Your output must consist solely of the lines from the one containing "Thank you for the photo. Could you please identify the hard" through the end of the records, reproduced exactly.
__________________________________________________
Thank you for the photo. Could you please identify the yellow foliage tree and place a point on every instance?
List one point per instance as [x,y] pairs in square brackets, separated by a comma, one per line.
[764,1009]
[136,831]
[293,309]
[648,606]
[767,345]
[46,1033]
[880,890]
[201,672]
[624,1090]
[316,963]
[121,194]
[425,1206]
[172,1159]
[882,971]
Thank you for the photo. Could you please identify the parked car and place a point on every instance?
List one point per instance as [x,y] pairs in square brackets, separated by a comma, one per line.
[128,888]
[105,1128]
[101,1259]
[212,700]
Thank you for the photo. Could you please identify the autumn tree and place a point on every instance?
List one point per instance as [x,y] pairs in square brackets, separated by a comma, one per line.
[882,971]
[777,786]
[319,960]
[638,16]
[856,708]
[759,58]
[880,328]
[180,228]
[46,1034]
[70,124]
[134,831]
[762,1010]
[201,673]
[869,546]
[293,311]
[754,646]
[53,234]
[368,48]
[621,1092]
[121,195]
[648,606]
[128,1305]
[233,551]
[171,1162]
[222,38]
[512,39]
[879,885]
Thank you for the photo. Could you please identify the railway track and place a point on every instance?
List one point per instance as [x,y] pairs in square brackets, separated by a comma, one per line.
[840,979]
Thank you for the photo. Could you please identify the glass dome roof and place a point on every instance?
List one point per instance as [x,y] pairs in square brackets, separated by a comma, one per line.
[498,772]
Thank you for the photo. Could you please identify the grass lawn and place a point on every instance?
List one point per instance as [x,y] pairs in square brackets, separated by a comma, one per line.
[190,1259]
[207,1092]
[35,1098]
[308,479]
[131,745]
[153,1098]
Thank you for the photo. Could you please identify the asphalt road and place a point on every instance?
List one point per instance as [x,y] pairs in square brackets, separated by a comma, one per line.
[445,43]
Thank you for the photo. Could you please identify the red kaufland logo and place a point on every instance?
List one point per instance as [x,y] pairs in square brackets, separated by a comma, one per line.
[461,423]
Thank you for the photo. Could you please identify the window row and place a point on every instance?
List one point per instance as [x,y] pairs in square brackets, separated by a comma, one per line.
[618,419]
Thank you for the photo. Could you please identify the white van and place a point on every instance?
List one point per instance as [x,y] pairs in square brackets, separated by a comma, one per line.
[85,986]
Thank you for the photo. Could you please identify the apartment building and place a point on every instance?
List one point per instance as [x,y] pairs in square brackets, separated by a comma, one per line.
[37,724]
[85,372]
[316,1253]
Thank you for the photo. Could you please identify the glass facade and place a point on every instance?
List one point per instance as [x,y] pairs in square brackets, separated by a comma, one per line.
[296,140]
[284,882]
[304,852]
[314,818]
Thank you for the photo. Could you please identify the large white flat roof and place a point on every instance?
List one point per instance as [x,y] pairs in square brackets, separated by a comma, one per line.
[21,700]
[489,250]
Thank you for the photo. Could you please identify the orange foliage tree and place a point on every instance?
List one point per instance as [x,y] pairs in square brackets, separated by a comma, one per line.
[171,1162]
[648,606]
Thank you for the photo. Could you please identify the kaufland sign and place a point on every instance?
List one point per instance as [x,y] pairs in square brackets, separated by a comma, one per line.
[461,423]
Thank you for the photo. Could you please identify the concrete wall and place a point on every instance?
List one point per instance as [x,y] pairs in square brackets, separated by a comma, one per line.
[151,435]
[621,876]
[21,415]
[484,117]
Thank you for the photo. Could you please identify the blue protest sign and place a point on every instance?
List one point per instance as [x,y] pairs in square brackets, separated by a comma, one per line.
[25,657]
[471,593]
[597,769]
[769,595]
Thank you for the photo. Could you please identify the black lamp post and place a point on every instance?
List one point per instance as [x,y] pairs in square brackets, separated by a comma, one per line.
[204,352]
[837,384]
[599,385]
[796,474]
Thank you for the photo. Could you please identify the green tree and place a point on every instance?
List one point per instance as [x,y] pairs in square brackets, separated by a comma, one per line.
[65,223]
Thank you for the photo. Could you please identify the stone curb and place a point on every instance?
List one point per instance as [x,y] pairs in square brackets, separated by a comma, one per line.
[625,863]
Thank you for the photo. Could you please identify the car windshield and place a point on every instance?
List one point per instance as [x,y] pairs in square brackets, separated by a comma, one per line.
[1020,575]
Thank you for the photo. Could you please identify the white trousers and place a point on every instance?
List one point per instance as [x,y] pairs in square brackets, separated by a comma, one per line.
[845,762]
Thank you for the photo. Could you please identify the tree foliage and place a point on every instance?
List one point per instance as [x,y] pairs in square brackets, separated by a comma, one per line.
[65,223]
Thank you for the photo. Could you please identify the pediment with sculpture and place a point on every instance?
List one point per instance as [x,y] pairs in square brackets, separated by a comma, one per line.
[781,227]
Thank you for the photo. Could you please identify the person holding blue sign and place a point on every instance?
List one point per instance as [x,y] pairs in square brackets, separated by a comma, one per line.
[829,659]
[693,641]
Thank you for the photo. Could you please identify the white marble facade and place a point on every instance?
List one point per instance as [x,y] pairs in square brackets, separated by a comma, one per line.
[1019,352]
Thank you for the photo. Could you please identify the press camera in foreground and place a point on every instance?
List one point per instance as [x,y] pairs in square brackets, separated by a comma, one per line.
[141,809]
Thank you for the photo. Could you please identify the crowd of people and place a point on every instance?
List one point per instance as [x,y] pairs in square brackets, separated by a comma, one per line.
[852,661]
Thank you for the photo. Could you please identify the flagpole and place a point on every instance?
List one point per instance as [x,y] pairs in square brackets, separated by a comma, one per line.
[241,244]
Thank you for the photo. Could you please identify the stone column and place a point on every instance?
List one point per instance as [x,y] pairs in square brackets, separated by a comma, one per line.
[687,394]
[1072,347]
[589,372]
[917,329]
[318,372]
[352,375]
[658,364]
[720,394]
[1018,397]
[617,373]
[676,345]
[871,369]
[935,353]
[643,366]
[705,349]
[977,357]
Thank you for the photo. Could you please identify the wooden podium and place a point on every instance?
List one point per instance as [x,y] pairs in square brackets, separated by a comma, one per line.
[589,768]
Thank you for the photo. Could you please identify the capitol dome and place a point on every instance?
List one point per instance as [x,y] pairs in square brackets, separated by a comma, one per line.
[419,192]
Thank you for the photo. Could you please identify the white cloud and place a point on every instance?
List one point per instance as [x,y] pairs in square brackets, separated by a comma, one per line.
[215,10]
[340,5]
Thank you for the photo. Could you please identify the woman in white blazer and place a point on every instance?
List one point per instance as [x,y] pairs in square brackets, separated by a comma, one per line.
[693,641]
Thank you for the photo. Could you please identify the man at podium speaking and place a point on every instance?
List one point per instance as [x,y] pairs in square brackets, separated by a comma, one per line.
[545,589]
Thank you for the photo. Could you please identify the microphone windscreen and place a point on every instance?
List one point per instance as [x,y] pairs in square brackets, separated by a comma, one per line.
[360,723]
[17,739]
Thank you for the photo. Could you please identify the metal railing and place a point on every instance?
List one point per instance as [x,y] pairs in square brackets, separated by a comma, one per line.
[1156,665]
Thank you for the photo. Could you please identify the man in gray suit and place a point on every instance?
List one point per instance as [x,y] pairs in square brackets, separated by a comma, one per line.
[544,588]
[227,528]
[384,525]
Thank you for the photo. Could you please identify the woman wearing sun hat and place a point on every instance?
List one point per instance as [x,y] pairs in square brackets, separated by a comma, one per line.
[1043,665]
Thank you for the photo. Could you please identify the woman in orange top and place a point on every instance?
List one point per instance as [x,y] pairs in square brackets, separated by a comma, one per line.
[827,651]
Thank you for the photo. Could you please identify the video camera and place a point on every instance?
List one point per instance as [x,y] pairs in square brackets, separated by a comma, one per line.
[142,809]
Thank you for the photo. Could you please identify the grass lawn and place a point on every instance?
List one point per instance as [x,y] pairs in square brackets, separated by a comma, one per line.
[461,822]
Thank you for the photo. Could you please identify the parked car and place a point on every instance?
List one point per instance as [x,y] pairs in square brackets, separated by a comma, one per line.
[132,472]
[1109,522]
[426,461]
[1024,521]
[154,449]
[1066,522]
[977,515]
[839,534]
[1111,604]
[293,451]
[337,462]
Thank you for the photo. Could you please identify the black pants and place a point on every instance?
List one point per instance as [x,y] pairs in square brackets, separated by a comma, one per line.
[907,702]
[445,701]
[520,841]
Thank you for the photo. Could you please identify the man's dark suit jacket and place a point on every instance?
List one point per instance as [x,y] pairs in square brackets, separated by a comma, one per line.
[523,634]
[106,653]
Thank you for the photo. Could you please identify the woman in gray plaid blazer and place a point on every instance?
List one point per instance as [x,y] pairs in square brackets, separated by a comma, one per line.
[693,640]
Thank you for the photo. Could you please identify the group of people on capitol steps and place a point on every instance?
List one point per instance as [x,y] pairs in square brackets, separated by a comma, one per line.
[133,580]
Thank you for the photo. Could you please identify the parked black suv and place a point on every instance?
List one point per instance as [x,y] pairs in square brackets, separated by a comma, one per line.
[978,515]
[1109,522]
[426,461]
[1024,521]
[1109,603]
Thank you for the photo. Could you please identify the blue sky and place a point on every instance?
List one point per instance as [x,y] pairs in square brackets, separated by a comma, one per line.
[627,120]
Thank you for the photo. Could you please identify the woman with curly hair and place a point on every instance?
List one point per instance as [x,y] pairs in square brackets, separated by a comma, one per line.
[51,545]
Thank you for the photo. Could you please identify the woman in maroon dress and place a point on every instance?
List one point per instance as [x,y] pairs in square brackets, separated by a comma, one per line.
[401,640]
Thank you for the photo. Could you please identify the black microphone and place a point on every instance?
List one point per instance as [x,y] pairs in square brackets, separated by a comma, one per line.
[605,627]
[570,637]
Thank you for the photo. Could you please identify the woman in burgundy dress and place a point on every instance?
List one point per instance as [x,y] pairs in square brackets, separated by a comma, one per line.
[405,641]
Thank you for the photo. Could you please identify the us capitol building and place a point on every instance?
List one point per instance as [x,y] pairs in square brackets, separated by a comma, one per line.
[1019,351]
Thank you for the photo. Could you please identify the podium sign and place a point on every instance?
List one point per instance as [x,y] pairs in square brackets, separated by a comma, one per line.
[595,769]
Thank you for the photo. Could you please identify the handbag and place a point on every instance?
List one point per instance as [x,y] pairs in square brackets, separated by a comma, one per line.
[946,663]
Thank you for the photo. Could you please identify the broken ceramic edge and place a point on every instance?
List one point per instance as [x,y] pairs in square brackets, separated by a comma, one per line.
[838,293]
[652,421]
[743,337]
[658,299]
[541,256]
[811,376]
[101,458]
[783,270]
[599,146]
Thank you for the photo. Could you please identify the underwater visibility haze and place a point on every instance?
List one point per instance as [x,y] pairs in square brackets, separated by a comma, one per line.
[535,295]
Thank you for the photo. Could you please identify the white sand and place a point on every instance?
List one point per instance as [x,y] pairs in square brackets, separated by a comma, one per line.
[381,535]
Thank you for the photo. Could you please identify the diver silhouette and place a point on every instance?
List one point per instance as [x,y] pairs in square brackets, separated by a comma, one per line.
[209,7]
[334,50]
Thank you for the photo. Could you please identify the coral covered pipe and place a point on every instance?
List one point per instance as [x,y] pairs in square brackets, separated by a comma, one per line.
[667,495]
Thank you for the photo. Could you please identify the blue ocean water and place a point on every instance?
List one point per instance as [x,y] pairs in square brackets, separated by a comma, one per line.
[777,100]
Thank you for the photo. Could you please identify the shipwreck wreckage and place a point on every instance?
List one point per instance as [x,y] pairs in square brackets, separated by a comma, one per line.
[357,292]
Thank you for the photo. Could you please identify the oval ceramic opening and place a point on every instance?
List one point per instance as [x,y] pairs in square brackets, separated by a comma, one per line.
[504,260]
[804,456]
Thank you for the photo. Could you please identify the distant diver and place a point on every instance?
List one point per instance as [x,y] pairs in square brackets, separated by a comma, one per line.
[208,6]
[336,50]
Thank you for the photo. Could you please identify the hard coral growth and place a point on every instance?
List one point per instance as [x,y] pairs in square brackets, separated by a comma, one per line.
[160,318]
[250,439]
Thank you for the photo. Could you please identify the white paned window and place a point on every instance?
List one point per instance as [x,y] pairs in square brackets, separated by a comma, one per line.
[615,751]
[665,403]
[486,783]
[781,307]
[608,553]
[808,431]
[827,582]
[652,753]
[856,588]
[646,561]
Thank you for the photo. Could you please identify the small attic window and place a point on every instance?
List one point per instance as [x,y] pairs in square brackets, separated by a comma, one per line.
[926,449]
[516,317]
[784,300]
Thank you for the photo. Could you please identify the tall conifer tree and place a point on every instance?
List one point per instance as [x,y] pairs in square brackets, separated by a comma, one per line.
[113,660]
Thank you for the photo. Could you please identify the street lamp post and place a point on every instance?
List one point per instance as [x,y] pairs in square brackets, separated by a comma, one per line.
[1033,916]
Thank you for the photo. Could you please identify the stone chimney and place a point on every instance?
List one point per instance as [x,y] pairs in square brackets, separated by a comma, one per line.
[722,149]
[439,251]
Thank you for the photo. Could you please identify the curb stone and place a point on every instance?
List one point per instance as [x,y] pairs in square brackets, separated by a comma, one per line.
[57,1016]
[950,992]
__________________________________________________
- [REPLY]:
Thank you for the photo. Could you please identify the hard coral growth and place a point on every instance?
List one point per instance as [x,y] pairs in square brackets, separated by a comma, one per line.
[160,318]
[250,439]
Thank you for the photo. Could you please identify the white paned window and place a point on every instance?
List one point per instance as [x,y] pairs in square brackets, separated by a comma, one per line.
[615,751]
[665,403]
[486,783]
[781,307]
[608,553]
[808,431]
[827,582]
[652,753]
[856,588]
[646,561]
Thank you for the photo. Could you please identify the small attic window and place a point on every instance?
List one point per instance as [x,y] pairs in square brackets, separated by a comma, one per line.
[926,449]
[516,317]
[784,300]
Thank you for the photo. Could you please identify the tall conifer tree and place a point on every instance?
List one point per instance as [x,y] pairs in square brackets, separated by a comma, one per line.
[113,660]
Thank you for the photo. Could you please identify the street lamp post and place a point on every instance?
List one point per instance as [x,y] pairs in square brackets, separated by a comma, one per line.
[1033,916]
Thank you for the photo. Could you please identify the stone chimney and place a point on every instance?
List one point per instance as [x,y] pairs in square brackets, separated by a comma, one per line.
[722,149]
[439,251]
Thank you for the photo. Could you please identify the curb stone and place a point on every instance?
List one point per instance as [x,y] pairs in square brackets, separated by a comma, one per line.
[57,1016]
[950,992]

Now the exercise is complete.